==== TEKS ====

Untuk dapat memenuhi target tersebut, sosialisasi wajib pajak perlu dilakukan secara masif lantaran pajak menjadi salah satu tulang punggung penerimaan negara. Anggota Komisi XI DPR, Ela Siti Nuryamah, berpendapat, Direktorat Jenderal Pajak (DJP) Kemenkeu perlu memperkuat sistem guna meningkatkan kepatuhan sukarela bagi wajib pajak.
”Kegiatan preventifnya belum terlihat. Kemarin, kan, marak sosialisasi, tetapi juga tidak mungkin hanya sebatas imbauan-imbauan. Padahal, kegiatan program studi ini juga penting dilakukan untuk sadar pajak karena bagaimanapun tulang punggung penerimaan, ya, lebih banyak di sektor pajak negara ini,” ujarnya dalam rapat dengar pendapat (RDP) dengan eselon I Kemenkeu, antara lain, DJP, Direktorat Jenderal (Dirjen) Bea dan Cukai, serta Dirjen Anggaran, di Jakarta, Senin (12/6/2023).

==== DATA TERSEDIA ====

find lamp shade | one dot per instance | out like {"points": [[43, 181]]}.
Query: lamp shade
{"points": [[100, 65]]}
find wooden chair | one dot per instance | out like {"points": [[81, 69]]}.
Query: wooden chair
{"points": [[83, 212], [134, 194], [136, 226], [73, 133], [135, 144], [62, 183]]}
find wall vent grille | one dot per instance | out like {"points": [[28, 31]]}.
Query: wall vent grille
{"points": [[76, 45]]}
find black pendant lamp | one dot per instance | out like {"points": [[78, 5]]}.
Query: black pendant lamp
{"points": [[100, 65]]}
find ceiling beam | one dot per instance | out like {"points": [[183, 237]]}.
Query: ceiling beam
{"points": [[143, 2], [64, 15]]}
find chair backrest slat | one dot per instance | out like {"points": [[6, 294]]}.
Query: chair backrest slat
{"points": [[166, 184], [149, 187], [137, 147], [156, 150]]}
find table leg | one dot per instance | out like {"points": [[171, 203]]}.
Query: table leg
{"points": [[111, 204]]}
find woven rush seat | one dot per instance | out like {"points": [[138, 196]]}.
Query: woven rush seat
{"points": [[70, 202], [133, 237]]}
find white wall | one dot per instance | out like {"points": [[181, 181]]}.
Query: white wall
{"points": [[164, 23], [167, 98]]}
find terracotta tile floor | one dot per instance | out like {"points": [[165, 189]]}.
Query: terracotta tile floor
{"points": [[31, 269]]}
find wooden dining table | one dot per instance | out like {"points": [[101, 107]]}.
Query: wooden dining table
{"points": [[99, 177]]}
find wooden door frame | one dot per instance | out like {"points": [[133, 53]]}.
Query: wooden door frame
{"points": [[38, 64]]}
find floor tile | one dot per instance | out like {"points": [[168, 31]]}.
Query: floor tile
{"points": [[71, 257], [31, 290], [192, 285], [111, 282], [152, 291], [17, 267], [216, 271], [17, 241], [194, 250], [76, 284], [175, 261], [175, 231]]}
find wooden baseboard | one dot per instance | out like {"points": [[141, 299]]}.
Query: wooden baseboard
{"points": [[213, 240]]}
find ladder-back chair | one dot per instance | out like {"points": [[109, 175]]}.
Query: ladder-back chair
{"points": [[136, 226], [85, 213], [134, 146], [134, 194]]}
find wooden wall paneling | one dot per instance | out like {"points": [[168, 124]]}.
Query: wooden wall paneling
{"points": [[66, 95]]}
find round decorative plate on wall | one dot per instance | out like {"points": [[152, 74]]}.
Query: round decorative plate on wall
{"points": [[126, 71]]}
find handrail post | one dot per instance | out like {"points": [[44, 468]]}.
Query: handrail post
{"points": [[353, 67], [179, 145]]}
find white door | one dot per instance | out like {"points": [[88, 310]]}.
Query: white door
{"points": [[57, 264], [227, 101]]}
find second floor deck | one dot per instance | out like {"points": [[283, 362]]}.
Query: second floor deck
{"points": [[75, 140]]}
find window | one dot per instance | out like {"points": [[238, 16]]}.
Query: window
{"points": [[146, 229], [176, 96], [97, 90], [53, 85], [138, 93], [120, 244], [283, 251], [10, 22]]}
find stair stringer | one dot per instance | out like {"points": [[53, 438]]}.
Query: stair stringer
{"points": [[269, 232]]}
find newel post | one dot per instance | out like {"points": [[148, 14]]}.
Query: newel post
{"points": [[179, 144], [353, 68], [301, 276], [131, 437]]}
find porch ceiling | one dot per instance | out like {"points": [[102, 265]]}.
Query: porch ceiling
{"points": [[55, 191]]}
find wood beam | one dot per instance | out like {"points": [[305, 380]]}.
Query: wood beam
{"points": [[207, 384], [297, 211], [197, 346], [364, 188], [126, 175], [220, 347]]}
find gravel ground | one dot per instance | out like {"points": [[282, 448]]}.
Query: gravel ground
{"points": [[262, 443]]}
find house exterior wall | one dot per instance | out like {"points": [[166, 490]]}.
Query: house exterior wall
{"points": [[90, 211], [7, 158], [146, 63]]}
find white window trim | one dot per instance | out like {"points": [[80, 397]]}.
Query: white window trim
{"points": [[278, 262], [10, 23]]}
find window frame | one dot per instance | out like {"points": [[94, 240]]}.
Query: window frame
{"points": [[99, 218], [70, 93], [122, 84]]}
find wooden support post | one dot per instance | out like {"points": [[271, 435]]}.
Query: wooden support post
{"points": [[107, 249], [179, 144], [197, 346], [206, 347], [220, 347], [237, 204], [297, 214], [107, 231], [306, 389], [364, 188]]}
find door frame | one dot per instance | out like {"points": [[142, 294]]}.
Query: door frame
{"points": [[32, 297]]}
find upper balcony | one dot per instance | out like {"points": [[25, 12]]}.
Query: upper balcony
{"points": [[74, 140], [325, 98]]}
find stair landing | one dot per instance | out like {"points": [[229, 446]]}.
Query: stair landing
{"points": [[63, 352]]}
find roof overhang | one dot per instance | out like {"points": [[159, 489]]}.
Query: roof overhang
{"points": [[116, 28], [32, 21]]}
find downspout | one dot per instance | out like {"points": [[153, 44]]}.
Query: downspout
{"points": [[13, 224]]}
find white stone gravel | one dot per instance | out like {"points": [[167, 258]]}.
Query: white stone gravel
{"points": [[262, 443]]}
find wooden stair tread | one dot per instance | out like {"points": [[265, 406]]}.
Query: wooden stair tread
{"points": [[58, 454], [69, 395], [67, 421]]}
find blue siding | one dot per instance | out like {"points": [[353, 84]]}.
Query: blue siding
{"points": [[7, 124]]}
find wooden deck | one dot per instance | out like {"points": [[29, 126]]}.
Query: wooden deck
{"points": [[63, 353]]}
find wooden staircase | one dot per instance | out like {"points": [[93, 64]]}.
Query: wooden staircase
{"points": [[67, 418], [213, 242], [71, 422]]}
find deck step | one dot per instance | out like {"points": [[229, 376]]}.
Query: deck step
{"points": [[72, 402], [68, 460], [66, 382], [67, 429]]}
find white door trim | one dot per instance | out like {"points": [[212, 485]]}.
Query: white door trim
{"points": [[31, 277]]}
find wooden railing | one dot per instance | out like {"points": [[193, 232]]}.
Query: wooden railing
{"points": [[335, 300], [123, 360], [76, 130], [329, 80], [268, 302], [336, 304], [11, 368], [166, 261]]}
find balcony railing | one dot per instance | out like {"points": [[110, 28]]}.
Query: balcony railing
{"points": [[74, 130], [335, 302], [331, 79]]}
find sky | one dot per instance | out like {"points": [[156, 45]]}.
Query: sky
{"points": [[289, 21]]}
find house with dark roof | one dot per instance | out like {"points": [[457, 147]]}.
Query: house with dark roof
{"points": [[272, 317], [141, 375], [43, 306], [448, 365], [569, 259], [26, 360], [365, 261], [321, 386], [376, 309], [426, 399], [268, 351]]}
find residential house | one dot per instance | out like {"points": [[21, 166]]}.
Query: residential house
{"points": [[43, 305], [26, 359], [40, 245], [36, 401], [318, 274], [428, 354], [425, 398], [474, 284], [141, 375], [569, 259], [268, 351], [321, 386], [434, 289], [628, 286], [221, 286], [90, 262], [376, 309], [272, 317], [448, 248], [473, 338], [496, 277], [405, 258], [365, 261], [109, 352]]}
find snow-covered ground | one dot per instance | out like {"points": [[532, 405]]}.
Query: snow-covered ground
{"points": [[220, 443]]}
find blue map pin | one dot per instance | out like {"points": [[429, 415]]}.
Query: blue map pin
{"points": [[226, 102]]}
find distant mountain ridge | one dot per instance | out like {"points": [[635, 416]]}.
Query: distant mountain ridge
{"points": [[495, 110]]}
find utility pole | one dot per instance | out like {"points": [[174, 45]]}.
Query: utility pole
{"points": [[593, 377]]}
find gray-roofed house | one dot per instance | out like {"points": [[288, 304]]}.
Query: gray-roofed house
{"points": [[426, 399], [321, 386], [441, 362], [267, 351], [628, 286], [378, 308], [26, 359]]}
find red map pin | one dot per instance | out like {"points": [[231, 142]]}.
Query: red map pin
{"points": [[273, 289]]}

====

▶ YANG AKAN DIKERJAKAN:
A. Menurut teks tentang pajak, siapa anggota Komisi XI DPR yang menyampaikan pendapat tentang DJP Kemenkeu?
B. Tulis ulang bagian teks tentang pajak yang dibuka dengan kata-kata berisi "Untuk dapat memenuhi" dan ditutup dengan "bagi wajib pajak.", dengan mengganti "wajib pajak" menjadi "pembayar pajak".
C. Silakan ringkas teks tentang pajak dalam dua kalimat.
Jadikan teks di atas sebagai satu-satunya sumber.

▶ JAWABAN BERURUTAN:
A. Ela Siti Nuryamah.

B.
Untuk dapat memenuhi target tersebut, sosialisasi pembayar pajak perlu dilakukan secara masif lantaran pajak menjadi salah satu tulang punggung penerimaan negara. Anggota Komisi XI DPR, Ela Siti Nuryamah, berpendapat, Direktorat Jenderal Pajak (DJP) Kemenkeu perlu memperkuat sistem guna meningkatkan kepatuhan sukarela bagi pembayar pajak.

C. Sosialisasi wajib pajak perlu dilakukan secara masif karena pajak menjadi salah satu tulang punggung penerimaan negara. Anggota Komisi XI DPR Ela Siti Nuryamah berpendapat bahwa DJP Kemenkeu perlu memperkuat sistem untuk meningkatkan kepatuhan sukarela wajib pajak dan menilai bahwa kegiatan preventifnya belum terlihat.